Dataset rows on where objects appear
++++++++++
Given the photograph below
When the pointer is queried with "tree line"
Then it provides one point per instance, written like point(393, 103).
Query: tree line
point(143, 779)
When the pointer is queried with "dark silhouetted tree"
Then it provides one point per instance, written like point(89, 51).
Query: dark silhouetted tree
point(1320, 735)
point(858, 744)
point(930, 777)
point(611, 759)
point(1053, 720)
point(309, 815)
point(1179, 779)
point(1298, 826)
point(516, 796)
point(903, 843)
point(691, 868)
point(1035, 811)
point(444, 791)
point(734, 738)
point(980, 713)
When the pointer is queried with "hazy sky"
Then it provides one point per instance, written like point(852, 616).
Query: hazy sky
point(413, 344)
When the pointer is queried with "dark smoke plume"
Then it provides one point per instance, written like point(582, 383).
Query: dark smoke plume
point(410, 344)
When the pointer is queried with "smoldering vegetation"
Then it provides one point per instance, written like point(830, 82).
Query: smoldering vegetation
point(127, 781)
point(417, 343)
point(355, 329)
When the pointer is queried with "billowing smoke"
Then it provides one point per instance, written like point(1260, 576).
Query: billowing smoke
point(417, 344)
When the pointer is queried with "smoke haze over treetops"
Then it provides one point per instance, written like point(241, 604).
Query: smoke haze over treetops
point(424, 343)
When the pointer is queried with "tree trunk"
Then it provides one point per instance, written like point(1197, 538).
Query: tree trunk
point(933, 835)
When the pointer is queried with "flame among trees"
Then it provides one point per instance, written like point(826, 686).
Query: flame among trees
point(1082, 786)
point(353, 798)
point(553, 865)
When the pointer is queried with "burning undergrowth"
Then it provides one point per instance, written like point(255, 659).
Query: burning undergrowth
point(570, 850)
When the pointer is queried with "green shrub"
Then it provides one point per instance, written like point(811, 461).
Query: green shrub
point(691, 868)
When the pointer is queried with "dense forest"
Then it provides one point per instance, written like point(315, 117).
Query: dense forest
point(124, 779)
++++++++++
**What needs to be done**
Write an exact transcription of every entry above.

**Exercise response**
Given the photograph below
When the pointer is queried with "tree line"
Then it provides one point per instance, written like point(393, 103).
Query: tree line
point(143, 779)
When the pointer is queried with "dark silhouetted tree"
Then it provides one point per instance, written like point(89, 51).
Query: dark silhouetted tree
point(1320, 735)
point(858, 744)
point(930, 777)
point(611, 759)
point(1053, 720)
point(309, 815)
point(1179, 779)
point(1298, 826)
point(516, 796)
point(903, 843)
point(691, 868)
point(1035, 811)
point(444, 791)
point(734, 738)
point(980, 713)
When the pointer is queried with "hazy sky"
Then it provides one point per instance, written like point(852, 616).
Query: hazy sky
point(413, 344)
When the pointer is queried with "dark smoke plume"
Then it provides one point per instance, written like point(582, 383).
Query: dark smoke plume
point(410, 344)
When the pointer is queried with "smoldering vegetation"
Then it provides one point per instance, written like point(830, 82).
Query: smoldering vegetation
point(127, 781)
point(417, 343)
point(355, 329)
When the pointer is queried with "billowing smoke"
Then it provides one point per instance, written like point(1260, 576).
Query: billowing smoke
point(417, 344)
When the pointer is queried with "smoke haze over treetops"
Then it provides one point per instance, written like point(241, 604).
Query: smoke haze over treetops
point(424, 343)
When the pointer is queried with "tree trunk"
Then it provides one point per instance, written like point(1197, 538).
Query: tree trunk
point(933, 835)
When the pointer is queried with "flame among trees"
Then it provides one point per instance, written like point(826, 686).
Query: flame among trees
point(1082, 786)
point(353, 798)
point(553, 865)
When the pointer is queried with "burning undergrowth"
Then it provides one point per instance, written like point(255, 659).
Query: burning undergrowth
point(570, 850)
When the pointer is queried with "green shrub"
Then it provides one point per instance, written like point(811, 461).
Query: green shrub
point(691, 868)
When the pointer is queried with "dense forest"
Then it provides one point per instance, written like point(315, 117).
Query: dense forest
point(124, 779)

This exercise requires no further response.